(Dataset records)

**********

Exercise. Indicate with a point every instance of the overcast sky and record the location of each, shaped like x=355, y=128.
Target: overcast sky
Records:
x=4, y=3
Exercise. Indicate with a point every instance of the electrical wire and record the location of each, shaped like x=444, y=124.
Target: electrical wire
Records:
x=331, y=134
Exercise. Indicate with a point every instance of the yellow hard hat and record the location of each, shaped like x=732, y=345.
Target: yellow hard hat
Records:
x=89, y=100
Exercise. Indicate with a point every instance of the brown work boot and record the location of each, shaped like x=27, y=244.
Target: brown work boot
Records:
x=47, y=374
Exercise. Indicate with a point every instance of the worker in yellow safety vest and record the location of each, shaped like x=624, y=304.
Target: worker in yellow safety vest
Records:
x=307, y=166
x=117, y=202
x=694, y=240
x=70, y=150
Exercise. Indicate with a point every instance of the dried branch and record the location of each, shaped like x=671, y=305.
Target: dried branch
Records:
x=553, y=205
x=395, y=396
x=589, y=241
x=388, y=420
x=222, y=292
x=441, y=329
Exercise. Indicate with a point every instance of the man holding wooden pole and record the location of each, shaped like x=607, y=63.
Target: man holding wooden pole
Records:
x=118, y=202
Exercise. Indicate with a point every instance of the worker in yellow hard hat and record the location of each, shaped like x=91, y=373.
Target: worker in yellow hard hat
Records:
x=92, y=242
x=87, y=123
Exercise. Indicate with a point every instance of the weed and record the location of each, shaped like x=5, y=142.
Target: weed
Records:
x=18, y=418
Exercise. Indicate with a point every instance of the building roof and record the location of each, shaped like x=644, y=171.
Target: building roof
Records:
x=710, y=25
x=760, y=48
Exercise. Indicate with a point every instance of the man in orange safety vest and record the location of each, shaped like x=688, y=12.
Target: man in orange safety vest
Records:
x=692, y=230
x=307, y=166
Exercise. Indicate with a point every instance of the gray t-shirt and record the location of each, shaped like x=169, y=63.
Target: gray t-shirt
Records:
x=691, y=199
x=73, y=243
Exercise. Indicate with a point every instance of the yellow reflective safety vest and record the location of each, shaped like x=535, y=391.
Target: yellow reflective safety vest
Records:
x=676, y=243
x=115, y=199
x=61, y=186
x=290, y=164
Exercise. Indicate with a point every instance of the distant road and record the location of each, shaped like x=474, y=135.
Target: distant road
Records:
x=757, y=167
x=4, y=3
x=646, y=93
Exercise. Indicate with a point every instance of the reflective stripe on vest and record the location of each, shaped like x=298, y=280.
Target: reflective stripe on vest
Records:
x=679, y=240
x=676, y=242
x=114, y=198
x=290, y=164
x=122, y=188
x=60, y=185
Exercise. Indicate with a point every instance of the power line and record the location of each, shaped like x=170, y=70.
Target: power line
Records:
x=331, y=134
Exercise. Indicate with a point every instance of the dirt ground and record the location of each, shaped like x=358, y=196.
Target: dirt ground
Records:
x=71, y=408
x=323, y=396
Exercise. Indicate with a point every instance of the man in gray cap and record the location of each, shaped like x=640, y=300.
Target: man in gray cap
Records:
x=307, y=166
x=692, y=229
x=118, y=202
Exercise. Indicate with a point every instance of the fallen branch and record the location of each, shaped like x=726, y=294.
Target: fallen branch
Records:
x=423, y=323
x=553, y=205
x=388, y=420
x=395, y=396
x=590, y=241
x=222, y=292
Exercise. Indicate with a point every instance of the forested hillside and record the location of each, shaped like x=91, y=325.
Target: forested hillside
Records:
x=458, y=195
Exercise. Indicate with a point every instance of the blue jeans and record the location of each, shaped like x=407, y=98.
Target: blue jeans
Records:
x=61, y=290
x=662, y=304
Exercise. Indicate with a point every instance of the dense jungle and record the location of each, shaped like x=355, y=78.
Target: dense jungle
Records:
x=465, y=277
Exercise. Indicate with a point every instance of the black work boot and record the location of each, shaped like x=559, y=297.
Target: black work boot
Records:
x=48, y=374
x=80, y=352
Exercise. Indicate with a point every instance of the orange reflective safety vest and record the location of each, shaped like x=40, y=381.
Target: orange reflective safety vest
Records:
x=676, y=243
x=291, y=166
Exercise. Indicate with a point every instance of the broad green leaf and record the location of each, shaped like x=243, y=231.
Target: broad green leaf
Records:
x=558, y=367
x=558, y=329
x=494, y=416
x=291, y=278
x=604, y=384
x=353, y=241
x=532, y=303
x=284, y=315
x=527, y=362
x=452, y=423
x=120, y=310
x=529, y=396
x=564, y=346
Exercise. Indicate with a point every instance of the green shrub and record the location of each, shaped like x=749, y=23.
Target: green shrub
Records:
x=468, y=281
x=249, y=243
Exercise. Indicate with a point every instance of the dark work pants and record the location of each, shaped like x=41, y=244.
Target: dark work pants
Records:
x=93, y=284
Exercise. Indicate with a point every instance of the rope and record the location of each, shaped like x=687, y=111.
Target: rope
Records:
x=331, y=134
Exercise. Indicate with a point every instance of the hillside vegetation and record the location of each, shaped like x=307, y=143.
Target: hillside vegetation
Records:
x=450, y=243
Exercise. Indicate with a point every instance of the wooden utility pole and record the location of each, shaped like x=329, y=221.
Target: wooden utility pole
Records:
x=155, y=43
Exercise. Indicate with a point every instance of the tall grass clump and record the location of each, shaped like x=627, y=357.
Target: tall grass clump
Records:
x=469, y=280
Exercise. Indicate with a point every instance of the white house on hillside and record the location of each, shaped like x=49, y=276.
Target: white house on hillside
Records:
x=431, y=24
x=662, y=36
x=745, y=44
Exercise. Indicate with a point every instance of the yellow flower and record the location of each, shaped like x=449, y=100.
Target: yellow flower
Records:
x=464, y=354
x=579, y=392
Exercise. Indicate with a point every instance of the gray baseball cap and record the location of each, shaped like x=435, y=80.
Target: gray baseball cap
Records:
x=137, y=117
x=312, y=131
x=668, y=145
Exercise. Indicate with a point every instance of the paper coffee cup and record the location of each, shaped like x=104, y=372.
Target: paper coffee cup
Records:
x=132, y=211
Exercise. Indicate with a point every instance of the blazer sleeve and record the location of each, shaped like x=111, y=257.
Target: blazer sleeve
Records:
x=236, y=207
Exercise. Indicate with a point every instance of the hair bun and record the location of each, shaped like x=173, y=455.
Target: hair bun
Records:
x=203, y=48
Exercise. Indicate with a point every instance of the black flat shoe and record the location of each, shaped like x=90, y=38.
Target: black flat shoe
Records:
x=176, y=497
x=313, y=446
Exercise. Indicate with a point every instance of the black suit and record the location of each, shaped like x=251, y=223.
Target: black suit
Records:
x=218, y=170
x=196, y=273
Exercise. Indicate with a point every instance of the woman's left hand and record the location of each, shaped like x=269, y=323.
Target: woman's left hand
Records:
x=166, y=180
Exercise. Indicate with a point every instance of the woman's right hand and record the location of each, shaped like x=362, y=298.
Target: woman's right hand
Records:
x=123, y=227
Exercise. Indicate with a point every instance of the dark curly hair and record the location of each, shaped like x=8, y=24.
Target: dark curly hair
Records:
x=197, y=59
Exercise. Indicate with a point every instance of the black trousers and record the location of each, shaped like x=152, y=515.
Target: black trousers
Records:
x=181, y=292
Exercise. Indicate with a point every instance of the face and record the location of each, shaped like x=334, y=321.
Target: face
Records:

**********

Restate word for word the lines of the data above, starting at the line containing "Target: reflective stripe on vest" and ending at the line containing "Exercise. Indicate with a point every instance of the power", both included, and nothing more.

Target: reflective stripe on vest
Records:
x=679, y=240
x=676, y=242
x=114, y=198
x=290, y=164
x=122, y=188
x=60, y=185
Exercise. Indicate with a point every instance of the power line and record the location of each, shaped like x=170, y=70.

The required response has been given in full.